- **Texto extraído**
◆ ◆ ◆ ◆ ◆ ◆ ◆
A transmutação de uma pintura

Por Luiz Joaquim | 27.07.2012 (sexta-feira)

É raro um filme que já em suas imagens de abertura explica de forma competente uma síntese da sua pontencialidade plástica e narrativa. O que não é raro são a discussão e as tentativas de adequações de outras obras de arte para o cinema. “O Moinho e A Cruz” (O mylos kai o stavros, Pol., 2011), de Lech Majewski que estreia no Cinema da Fundação, é talvez a mais bem sucedida no campo da adaptação de uma pintura para um filme. O quadro que serve de base para tudo é, no caso, “O Caminho do Calvário”, do artista plástico no século 16, dos Países Baixos, Pieter Bruegel.
◆ ◆ ◆ ◆ ◆ ◆ ◆
- **Problemas e tarefas**
• A. No texto sobre o filme “O Moinho e A Cruz”, qual quadro serve de base para a obra?
• B. Por favor, escreva a continuação do texto sobre o filme “O Moinho e A Cruz”, começando logo após a última frase.
Os registros não têm relação com o texto sobre o filme “O Moinho e A Cruz”.

- **Dados armazenados**
◆ ◆ ◆ ◆ ◆ ◆ ◆
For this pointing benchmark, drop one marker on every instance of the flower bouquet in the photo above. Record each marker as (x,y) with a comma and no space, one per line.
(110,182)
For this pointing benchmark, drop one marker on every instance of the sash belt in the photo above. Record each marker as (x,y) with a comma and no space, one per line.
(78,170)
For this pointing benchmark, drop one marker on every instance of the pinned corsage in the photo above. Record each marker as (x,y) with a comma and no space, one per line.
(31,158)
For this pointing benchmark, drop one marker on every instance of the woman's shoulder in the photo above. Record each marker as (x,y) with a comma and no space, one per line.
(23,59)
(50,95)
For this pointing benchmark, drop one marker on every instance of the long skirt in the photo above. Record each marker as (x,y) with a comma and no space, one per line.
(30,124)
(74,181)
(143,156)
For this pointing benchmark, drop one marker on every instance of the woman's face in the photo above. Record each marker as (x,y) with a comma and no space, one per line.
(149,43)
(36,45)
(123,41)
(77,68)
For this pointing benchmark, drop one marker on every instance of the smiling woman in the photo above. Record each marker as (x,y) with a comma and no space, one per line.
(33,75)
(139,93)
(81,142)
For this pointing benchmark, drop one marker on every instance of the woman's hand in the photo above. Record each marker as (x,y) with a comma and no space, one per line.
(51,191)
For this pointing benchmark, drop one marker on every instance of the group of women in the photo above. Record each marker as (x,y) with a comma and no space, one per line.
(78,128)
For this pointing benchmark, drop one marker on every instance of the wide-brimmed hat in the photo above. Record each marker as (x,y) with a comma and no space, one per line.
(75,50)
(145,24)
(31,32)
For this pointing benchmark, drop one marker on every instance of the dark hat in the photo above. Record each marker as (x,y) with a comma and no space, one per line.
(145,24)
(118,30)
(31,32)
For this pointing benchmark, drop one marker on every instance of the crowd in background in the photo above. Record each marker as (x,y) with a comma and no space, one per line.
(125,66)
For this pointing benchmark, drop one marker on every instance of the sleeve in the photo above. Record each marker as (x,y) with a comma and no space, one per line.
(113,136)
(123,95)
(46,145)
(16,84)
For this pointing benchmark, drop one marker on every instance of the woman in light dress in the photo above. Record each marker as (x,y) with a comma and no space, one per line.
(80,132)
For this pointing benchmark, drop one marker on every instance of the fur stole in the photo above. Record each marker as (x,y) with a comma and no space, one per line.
◆ ◆ ◆ ◆ ◆ ◆ ◆
- **Respostas escritas**
• A. “O Caminho do Calvário”, de Pieter Bruegel.

• B.
Como criar vínculos entre personagens e histórias a partir e uma perspectiva única e bidimencional, a do quadro de Bruegel? Considerando a obra deste artista – cuja imagem reúne vários personagens –, o trabalho de Majewski se dividiu em duas partes. Recriar e interligar as situações de alguns destes personagens que inspiraram o pintor, e usar o próprio cenário em tintas de Bruegel para funcionar como paisagem destas situações.

É provável que ninguém, até hoje, tenha fundido imagens reais, fotografadas com atores, com expressões concretas de uma pintura de maneira tão hipnótica e numa comunhão tão orgânica quanto Majewski faz aqui. E para atar os pontos de ligação das situações dos personagens, as mãos de Majewski seguem a maneira mais eloqüente que o cinema pode produzir, ou seja, ele pouco se utiliza de diálogos.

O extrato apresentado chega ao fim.